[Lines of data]
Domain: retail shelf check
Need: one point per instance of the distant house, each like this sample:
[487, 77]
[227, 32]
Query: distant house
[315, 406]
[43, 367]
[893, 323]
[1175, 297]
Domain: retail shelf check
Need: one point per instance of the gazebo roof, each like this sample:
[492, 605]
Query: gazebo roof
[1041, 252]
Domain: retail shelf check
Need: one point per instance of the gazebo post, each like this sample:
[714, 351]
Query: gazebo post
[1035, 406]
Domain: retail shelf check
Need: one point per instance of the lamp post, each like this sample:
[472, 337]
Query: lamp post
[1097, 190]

STATED TASK:
Copy out the lines of data above without changing anything.

RESULT OF THIS EXERCISE:
Domain: retail shelf check
Need: one point per instance of the distant house, each like this sample:
[487, 77]
[227, 32]
Query: distant house
[315, 406]
[43, 367]
[893, 323]
[1175, 297]
Domain: retail shelf check
Need: one point per instance of the gazebo roof, each like this sample:
[492, 605]
Query: gazebo roof
[1041, 252]
Domain: retail shelf check
Need: one point per instance of the gazebo post, each like this sample:
[714, 351]
Query: gazebo post
[1035, 406]
Domain: retail shelf check
Need: one point per instance of the lamp post, each like this sample:
[472, 337]
Query: lamp post
[1097, 190]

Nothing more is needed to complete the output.